(Source data)
**********

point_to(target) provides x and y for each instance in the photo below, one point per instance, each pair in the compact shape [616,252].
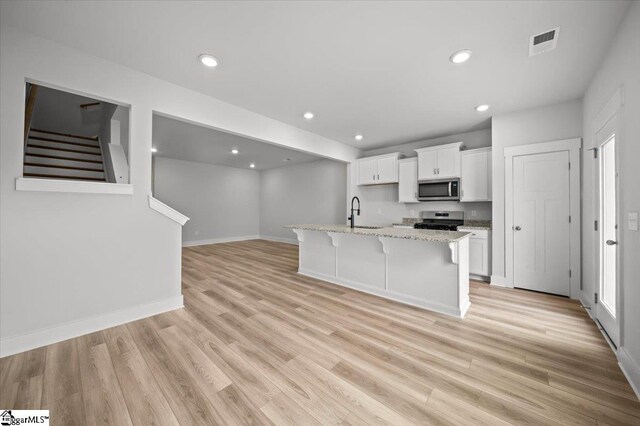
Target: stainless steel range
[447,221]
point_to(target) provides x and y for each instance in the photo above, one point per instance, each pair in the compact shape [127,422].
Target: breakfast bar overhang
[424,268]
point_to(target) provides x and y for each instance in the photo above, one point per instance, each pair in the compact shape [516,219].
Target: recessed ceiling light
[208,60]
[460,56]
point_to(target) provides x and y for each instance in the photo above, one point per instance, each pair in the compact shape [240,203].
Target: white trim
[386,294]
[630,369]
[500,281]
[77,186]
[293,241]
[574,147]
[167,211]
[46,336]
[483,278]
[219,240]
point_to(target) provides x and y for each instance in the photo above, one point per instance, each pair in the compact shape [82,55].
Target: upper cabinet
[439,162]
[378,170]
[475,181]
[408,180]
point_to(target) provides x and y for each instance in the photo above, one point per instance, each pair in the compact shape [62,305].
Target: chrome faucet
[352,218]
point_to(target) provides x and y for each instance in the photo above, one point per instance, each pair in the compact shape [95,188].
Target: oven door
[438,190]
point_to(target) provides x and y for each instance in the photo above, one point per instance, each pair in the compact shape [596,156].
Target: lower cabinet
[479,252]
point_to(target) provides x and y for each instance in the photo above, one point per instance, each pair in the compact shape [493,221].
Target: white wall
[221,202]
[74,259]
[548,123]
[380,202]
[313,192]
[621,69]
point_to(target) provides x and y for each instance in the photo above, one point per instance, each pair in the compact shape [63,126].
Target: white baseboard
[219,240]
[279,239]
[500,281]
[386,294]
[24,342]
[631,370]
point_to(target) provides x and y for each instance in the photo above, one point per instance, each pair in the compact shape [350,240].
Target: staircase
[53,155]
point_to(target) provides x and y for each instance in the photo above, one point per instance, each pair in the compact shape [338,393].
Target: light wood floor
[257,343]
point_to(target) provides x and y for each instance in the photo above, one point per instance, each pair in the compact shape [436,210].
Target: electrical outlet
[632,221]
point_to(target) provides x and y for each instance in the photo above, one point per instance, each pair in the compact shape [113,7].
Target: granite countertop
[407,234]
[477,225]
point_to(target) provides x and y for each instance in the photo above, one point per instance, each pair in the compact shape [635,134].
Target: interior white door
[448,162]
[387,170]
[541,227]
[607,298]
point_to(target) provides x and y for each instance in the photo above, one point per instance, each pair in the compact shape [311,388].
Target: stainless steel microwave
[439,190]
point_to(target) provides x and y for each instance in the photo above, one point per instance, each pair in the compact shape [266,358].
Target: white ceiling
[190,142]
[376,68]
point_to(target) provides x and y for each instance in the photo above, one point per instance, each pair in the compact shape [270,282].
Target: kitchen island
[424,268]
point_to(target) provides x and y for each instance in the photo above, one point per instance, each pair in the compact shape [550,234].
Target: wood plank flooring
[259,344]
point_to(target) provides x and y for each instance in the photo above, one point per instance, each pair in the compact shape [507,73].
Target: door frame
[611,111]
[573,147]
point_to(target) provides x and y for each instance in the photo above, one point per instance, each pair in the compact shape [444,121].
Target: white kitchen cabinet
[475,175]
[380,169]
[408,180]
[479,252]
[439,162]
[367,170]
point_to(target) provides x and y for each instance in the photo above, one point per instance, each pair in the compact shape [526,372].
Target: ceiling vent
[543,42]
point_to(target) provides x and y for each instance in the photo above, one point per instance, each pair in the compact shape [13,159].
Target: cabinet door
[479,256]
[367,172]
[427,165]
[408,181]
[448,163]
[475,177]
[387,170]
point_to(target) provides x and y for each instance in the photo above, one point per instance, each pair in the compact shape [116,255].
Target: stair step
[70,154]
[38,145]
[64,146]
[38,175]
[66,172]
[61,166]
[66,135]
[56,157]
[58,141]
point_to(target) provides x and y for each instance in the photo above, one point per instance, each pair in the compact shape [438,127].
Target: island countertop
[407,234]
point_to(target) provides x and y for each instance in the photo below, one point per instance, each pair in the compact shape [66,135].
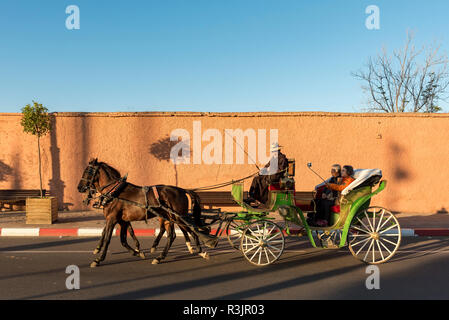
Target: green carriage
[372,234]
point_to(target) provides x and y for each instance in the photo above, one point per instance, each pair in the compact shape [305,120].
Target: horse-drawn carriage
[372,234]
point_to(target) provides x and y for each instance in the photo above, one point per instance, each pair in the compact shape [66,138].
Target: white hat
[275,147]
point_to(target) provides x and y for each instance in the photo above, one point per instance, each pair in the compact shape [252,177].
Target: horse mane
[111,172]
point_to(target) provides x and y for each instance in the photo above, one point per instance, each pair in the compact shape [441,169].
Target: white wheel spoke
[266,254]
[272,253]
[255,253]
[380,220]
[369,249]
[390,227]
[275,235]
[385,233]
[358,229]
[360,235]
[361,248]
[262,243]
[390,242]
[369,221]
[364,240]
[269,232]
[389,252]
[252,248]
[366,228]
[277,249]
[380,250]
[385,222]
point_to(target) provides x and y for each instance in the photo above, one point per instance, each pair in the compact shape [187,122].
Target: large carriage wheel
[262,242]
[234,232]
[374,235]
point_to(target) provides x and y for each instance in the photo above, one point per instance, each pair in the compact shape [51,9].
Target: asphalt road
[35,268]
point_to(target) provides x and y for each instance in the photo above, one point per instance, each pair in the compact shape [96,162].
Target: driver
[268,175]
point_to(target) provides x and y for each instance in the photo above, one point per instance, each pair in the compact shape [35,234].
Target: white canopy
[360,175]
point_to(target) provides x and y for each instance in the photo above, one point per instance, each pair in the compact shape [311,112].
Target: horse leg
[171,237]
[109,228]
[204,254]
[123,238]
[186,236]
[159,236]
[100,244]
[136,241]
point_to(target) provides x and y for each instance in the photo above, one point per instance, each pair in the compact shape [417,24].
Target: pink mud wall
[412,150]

**********

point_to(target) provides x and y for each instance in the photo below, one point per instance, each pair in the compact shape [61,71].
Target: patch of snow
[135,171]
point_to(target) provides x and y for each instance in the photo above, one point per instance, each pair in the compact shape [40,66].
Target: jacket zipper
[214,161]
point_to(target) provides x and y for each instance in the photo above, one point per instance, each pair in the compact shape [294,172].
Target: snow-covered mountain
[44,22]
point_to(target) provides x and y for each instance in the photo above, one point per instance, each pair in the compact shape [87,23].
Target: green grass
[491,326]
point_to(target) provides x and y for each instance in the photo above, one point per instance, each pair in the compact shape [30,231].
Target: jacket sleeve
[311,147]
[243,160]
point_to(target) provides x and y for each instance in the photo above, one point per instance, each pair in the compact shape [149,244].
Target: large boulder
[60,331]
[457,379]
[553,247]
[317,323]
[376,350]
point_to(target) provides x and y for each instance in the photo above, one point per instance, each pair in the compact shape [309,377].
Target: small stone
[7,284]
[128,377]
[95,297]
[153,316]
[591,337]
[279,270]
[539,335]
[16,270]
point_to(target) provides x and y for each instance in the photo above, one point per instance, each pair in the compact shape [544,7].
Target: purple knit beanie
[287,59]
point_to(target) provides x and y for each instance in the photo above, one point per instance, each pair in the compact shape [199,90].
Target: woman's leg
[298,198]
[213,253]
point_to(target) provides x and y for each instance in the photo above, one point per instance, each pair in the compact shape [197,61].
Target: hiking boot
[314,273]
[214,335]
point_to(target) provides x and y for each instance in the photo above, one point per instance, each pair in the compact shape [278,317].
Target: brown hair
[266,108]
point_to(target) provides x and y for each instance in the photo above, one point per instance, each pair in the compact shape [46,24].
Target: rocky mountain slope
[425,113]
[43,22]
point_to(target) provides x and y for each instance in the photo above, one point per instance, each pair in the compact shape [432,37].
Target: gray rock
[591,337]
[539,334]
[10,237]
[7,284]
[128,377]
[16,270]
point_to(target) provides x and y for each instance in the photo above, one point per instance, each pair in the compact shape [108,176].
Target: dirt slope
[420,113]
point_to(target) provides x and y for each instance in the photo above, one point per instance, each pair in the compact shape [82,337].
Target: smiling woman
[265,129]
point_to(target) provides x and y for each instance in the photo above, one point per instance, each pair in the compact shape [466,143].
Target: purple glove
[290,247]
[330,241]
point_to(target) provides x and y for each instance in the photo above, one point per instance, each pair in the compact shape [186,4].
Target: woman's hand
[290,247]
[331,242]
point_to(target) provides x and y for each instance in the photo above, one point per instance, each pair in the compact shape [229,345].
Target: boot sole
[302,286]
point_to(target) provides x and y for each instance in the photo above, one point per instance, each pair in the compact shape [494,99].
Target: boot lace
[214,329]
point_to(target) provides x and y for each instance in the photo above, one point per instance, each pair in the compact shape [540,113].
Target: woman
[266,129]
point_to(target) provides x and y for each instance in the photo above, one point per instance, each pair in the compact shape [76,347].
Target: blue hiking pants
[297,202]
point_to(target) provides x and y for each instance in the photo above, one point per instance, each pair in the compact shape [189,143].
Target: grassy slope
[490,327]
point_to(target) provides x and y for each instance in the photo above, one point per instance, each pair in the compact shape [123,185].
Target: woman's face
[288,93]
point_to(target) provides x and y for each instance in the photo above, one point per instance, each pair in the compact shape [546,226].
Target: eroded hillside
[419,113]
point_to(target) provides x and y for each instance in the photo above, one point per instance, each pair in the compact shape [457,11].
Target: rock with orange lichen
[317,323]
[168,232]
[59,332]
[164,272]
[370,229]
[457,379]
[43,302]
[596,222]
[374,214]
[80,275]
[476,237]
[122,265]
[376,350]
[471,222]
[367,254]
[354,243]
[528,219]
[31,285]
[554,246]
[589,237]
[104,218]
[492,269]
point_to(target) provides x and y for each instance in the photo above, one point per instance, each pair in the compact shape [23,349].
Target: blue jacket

**********

Challenge —
Repeat everything from the line containing "compact shape [23,349]." down to the line containing "Target: blue jacket", with both of those lines included.

In response —
point_to(target) provides x and y for each instance in the photo above, one point per instance, each pair in the compact shape [23,349].
Target: blue jacket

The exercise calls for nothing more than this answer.